* _TRECHO DO TEXTO_:
------------------------------------

Já a exposição “+papel”, coletiva de artistas do Grupo Rosa dos Ventos (UDESC/CNPq), apresenta uma reflexão sobre a materialidade do papel como veículo poético. Buscando dar forma a memórias e relações com esse material, as artistas exploram desde as mais íntimas e delicadas lembranças até relações com o outro e com a paisagem.
 
 
“Quanto Como um Desenho”  
O artista visual, ensaísta, tradutor e professor universitário André Luis Favilla apresenta em sua exposição a pesquisa em artes visuais que tem realizado nos últimos anos. “É, em parte, uma reação à institucionalização estreita da prática e do debate sobre arte e tecnologia no Brasil”, disse. Em seus trabalhos, a tecnologia empregada é digital, mas não é “de ponta”, já que os desenhos são feitos com aplicativos comerciais de design gráfico. Os desenhos possuem uma escala que demanda a presença física (e não remota, ou virtual) do observador no espaço de exposição; mas, aqui, não há nada “interativo”. O suporte final de apresentação dos desenhos é o papel (sujeito às contingências de uma delicada constituição física), que pode ser exposto sem proteção, com o auxílio de cabo de aço, esticadores e presilhas.

------------------------------------

* _TAREFA PROPOSTA 1_: Segundo o texto sobre as exposições, com que tipo de aplicativos André Luis Favilla faz seus desenhos?
* _TAREFA PROPOSTA 2_: Apresente a continuação do texto sobre as exposições, começando logo depois da última frase.

* _MATERIAL FORNECIDO_:
------------------------------------

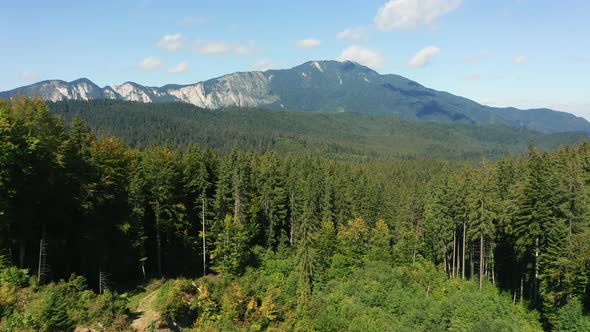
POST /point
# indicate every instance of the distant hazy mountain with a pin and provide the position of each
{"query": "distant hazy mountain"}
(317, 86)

------------------------------------

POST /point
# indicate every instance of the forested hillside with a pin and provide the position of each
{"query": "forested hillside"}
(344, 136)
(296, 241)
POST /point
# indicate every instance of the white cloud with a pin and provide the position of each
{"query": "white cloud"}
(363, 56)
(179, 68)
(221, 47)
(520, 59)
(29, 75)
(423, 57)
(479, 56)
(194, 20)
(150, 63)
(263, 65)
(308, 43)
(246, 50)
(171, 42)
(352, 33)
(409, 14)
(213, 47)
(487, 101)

------------------------------------

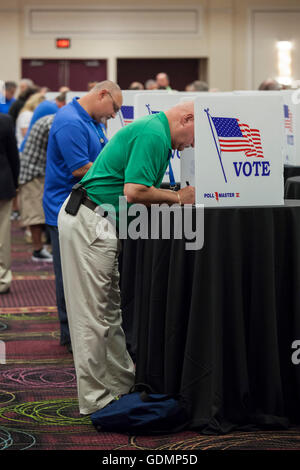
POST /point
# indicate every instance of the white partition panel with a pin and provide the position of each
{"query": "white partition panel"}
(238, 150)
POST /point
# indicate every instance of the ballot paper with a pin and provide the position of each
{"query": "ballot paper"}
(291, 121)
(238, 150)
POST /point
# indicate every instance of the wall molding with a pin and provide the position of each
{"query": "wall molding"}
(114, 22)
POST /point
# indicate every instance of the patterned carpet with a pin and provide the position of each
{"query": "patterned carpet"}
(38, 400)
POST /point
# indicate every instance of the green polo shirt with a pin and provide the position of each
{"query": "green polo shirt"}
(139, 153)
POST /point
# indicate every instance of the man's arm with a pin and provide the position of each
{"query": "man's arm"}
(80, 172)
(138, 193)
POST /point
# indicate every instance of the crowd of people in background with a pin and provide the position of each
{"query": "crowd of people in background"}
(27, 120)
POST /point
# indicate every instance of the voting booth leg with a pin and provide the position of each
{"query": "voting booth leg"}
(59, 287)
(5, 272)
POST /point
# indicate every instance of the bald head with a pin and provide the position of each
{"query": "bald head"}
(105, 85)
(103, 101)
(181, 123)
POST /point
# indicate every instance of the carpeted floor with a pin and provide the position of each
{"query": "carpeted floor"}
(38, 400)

------------------------------------

* _RESPOSTA DO EXERCÍCIO 1_: Com aplicativos comerciais de design gráfico.

* _RESPOSTA DO EXERCÍCIO 2_:
Em meados dos anos 1960, por meio da atuação de artistas como Frieder Nake e Herbert Franke, a Alemanha ocupou um lugar de destaque, junto com os Estados Unidos, no surgimento das primeiras experiências de utilização do computador para a produção no campo da arte. No Brasil, coube a Waldemar Cordeiro a realização das mais conhecidas e bem-sucedidas experiências inaugurais.
 
Segundo Favilla, a apropriação do computador pelos artistas como meio ou suporte para a produção artística é evidentemente legítima, mas, no caso do Brasil, parece ter havido uma perigosa institucionalização desta prática a partir do final dos anos 1990. “Há financiamento oriundo de gigantes da telecomunicação, mostras competitivas com critérios estreitos, espaços exclusivos de exposição, grupos acadêmicos de pesquisa, produção e crítica de ‘arte tecnológica’ – enfim, todo um arcabouço institucional que parece atuar na direção de um retorno anacrônico ao formalismo, onde o problema da arte parece se resumir à mera questão do suporte”, ressaltou.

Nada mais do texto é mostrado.